• **Task requirements**
- a) Turn the paragraph of the slide maps passage that begins "The aim is to allow the presenter" into a short bulleted list that keeps its main facts.
- b) In the slide maps passage, what two things is a slide map likened to?
- c) Carry on writing the slide maps passage from the point where it stops.

Slide Maps

Many people who have to give presentations ask that questions be saved until the end. This lets them maintain the flow of the presentation and gives a nice interactive way to round off the session. This approach then mean that in order to reference back to a slide the presenter then has to page back and forth through the presentation. This is mentally cumbersome for the presenter to remember where in the slide deck the relevant slide is. For presentations with a large number of slides this can also be time consuming. But there is a better way….

The aim is to allow the presenter to move directly to a slide whilst in “Q&A mode”. My solution is to first of all create a ‘slide map’ for the final slide. This slide map is like a book index or a site map on a web site. It lists all of the previous slides and can be represented in any way that makes sense to the presenter. An ordered list of each slide, groups of lists of related slides, or even a mind map or diagrammatic representation of the slides could be used. Each slide representation should then be hyperlinked to the slide. Hyperlinking between slides is a common feature in presentation software packages (e.g. Microsoft PowerPoint, Apple Keynote).

• **Records provided**
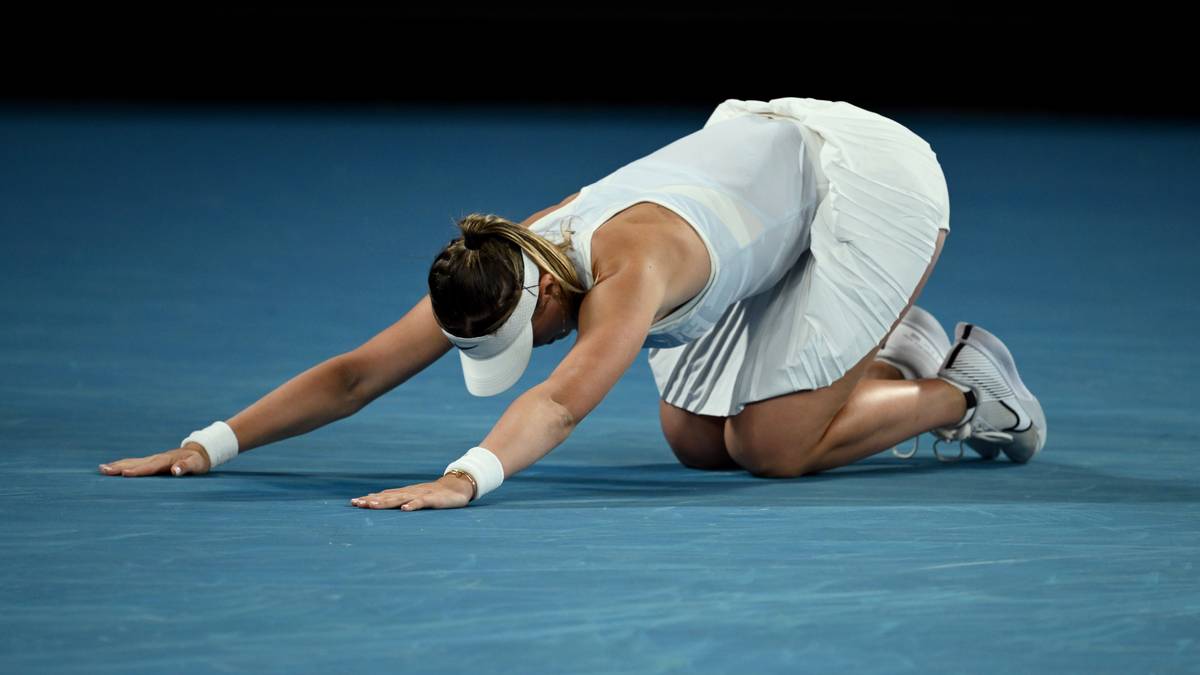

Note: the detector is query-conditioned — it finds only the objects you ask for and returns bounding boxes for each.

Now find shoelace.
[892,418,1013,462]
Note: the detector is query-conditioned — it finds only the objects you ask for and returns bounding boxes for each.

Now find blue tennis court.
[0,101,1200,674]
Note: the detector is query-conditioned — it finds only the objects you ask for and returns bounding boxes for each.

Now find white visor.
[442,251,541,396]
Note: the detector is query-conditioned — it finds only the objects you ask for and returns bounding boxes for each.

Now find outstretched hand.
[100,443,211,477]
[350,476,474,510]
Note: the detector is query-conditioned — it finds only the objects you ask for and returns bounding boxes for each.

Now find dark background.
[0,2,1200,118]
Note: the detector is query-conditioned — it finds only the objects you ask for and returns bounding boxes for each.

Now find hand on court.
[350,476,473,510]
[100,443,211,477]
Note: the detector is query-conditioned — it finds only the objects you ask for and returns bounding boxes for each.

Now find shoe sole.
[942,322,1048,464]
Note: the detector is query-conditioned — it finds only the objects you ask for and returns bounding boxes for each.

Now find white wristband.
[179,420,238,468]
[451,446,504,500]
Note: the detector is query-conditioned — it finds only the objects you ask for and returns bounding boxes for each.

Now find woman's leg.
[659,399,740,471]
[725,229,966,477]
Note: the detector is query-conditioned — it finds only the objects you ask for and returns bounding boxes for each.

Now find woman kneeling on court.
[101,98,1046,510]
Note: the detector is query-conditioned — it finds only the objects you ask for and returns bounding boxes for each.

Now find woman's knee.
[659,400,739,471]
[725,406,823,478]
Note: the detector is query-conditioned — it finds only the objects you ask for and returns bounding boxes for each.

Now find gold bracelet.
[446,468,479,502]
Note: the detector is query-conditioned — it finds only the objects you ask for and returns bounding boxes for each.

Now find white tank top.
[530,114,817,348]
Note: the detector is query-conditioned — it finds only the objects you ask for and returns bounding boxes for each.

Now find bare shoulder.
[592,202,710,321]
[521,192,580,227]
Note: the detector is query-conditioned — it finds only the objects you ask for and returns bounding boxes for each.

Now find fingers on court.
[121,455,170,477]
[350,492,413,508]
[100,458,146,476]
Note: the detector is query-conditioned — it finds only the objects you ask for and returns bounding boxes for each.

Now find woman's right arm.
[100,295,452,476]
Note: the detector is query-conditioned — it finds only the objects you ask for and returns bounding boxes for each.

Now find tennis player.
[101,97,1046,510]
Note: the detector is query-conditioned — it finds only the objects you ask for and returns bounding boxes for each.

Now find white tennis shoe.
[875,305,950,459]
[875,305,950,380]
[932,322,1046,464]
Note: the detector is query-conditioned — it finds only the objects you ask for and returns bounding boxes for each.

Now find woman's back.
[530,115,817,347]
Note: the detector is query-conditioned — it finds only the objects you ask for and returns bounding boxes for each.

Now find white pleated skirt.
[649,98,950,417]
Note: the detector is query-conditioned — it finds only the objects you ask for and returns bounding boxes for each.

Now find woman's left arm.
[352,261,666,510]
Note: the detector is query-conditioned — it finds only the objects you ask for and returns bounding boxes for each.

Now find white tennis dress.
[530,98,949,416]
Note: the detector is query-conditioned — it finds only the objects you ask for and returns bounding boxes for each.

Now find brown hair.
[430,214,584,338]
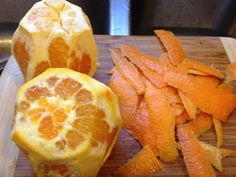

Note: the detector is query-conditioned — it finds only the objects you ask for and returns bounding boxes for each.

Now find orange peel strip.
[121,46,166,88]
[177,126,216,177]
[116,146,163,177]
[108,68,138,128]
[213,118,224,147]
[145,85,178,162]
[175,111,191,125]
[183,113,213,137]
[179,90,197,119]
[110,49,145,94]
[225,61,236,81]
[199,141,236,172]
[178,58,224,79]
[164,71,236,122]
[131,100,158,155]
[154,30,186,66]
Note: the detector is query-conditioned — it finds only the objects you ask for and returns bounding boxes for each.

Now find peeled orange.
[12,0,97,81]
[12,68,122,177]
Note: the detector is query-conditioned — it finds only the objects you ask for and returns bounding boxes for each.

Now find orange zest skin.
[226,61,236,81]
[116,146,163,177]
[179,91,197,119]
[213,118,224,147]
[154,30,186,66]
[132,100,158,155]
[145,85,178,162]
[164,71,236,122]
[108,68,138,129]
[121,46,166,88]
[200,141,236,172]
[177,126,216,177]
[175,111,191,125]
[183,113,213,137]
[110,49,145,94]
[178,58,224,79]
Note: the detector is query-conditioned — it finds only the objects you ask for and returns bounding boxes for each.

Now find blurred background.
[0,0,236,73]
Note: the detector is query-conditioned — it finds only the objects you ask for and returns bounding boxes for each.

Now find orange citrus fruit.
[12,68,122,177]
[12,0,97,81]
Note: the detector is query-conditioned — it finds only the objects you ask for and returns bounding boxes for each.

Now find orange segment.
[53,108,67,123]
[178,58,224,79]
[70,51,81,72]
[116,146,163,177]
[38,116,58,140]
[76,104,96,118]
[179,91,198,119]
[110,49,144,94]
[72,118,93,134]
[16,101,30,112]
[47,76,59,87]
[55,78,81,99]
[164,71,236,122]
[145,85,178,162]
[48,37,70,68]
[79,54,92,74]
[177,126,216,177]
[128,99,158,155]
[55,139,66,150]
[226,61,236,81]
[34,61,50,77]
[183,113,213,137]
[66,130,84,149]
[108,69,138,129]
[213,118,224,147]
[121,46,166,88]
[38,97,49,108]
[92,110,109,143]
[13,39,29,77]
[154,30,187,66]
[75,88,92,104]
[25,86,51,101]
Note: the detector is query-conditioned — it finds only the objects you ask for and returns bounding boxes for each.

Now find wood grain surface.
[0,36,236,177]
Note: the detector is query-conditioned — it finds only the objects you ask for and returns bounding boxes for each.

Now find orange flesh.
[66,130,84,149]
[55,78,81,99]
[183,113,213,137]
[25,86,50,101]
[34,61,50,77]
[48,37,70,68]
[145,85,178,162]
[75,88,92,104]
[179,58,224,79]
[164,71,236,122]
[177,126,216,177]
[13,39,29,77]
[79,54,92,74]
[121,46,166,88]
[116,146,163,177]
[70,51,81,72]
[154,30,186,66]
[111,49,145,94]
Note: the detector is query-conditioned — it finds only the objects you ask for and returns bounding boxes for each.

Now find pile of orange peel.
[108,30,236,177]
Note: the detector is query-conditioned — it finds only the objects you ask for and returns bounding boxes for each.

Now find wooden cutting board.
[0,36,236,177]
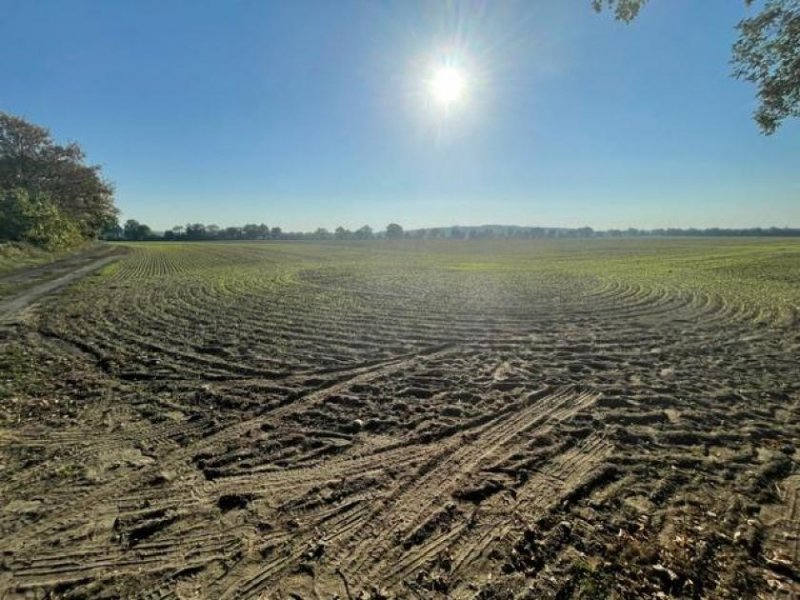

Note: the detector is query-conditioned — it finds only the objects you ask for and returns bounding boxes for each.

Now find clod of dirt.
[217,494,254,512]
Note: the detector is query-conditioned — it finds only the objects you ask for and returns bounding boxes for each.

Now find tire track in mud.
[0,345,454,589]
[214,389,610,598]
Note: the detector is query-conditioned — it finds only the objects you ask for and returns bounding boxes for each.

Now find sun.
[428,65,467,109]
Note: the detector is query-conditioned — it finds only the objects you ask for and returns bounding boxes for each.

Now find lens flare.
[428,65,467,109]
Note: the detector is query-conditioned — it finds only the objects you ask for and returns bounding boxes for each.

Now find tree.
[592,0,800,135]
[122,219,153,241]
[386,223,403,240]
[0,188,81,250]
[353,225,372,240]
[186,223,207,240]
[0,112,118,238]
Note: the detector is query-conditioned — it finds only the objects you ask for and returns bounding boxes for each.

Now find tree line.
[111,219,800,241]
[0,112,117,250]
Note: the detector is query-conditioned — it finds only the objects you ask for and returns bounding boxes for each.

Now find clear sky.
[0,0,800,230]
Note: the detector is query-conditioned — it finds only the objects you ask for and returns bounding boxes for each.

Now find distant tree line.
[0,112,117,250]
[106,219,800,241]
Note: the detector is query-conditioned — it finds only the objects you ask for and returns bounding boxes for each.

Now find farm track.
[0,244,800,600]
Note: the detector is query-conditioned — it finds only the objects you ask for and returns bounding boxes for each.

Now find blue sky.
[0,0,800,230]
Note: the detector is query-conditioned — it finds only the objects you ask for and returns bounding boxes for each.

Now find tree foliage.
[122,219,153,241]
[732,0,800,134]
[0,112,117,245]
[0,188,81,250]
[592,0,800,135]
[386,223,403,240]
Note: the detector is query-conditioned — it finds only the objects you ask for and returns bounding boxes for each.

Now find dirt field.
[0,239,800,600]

• **Written answers**
- a)
- Goal: let the presenter jump directly to any slide during "Q&A mode."
- Method: make the final slide a "slide map."
- The slide map works like a book index or a website's site map and lists all of the previous slides.
- It can take any form that makes sense to the presenter: an ordered list, groups of lists of related slides, or a mind map or diagram.
- Each entry is hyperlinked to its slide. Presentation software such as Microsoft PowerPoint and Apple Keynote commonly offers this feature.

- b) A book index and a site map on a website.

- c)
The creation of the slide map allows the presenter to quickly move from the last slide to any other. The next step is to add a link on every other slide to the slide map slide. Having this link means that during the Q&A the presenter is no more than two clicks from any slide. The link to the slide map can be really subtle. You could use the slide number, a standard bit of text or a common logo on each slide to provide this back link.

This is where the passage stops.